**TEXT PASSAGE**
· · · · ·

The inimitable idli

“Have you given me my favourite idlis for tiffin?” I overheard my grandson asking his mother from the doorstep as he left for school one morning. Time and age have not waned its popularity, I thought to myself, as I nostalgically remembered my first association with this simple, humble and down to earth South Indian dish.

My first introduction to idlis goes back to my school days in the sixties, when it was practically a non-entity in Delhi and adjoining cities. My classmate, Kamakshi, being from the South, carried soft, white rice “cakes” (as I called them), sprinkled with red-hot spicy podi for her tiffin and we happily exchanged these with my alu parathas and mango pickle. It was a win-win situation for both of us.

I requested my mother to prepare idlis at home, but she pleaded ignorance as she had no idea what I was talking about. My fad for idlis faded with time, but surfaced again many years later when South Indian snacks began to make an appearance in some nondescript eateries.

Many years ago, enterprising housewives transported the Attakal (grinding stone) from South India to other parts of the country, and toiled hard to prepare idli batter at home, but as the popularity of South Indian food escalated, electrical grinders were invented to prepare the rice and urad dal mix at home.

Nowadays, readymade mix is also conveniently available at the nearest grocery store. Idlis have today also assumed an international status. It will not be far from the truth to say that the best breakfast is Indian, and the best Indian breakfast is South Indian with idlis topping the list.

· · · · ·

**DATASET ROWS**
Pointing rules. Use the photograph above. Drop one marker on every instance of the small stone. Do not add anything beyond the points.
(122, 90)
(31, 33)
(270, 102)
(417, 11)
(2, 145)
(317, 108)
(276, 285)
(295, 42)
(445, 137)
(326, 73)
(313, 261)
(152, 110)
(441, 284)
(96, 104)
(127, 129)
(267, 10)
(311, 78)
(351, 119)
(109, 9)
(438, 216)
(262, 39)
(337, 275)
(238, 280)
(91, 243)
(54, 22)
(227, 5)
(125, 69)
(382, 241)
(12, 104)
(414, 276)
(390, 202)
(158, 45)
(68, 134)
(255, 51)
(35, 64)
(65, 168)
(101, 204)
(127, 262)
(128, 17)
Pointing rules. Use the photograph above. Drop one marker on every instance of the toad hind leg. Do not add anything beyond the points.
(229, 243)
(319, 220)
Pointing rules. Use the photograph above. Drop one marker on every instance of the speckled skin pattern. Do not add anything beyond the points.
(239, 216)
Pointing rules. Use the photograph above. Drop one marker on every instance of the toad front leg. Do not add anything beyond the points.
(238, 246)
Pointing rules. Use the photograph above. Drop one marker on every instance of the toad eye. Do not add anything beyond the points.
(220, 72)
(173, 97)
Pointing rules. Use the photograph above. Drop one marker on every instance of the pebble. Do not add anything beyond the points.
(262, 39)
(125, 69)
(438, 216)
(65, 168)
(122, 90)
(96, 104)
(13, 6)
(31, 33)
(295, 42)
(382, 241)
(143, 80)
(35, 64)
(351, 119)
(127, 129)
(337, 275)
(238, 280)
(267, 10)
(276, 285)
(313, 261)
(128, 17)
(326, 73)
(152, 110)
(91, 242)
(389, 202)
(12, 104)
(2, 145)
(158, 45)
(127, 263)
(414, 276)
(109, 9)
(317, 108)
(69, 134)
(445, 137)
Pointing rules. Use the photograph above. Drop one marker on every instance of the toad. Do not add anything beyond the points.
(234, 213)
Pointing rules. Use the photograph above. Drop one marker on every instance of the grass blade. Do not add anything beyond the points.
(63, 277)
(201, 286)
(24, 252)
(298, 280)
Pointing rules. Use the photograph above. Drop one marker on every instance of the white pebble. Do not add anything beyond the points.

· · · · ·

**WHAT YOU ARE ASKED TO DO**
Pick up the essay about idlis after its last sentence and keep writing in the same voice.

**FINAL ANSWER**
Idli is a versatile food. While young mothers encourage toddlers to nibble at them for their good nutritional value, the elderly prefer idlis for their no-oil, cholesterol free property, and call it their “comfort” food. School children, and even working people, find this snack non-messy and easy to carry in their tiffin box. They are ideal as packed food for road and train journeys.

This popular snack has travelled a long, long way from South Indian kitchens to small roadside eateries and restaurants, and has confidently landed on the buffet tables of five star hotels, Foodies make a beeline for their all-time favourite mouth-watering snack, as they gorge guiltlessly on a bowl of idlis dunked in hot spicy sambhar.

Looks are deceptive, so do not get carried away by this plain Jane, humble snack. Unfazed by the presence of ornate, spruced up dishes with colourful and fancy toppings like tarts, doughnuts and cream puffs, the idli platter has stood its ground, firm and strong, against these new attractions with support from its three loyal companions — coconut chutney, sambhar and podi. Make no mistake, the inimitable steaming hot, white and fluffy, soft and spongy idlis are here to stay for a long, long time.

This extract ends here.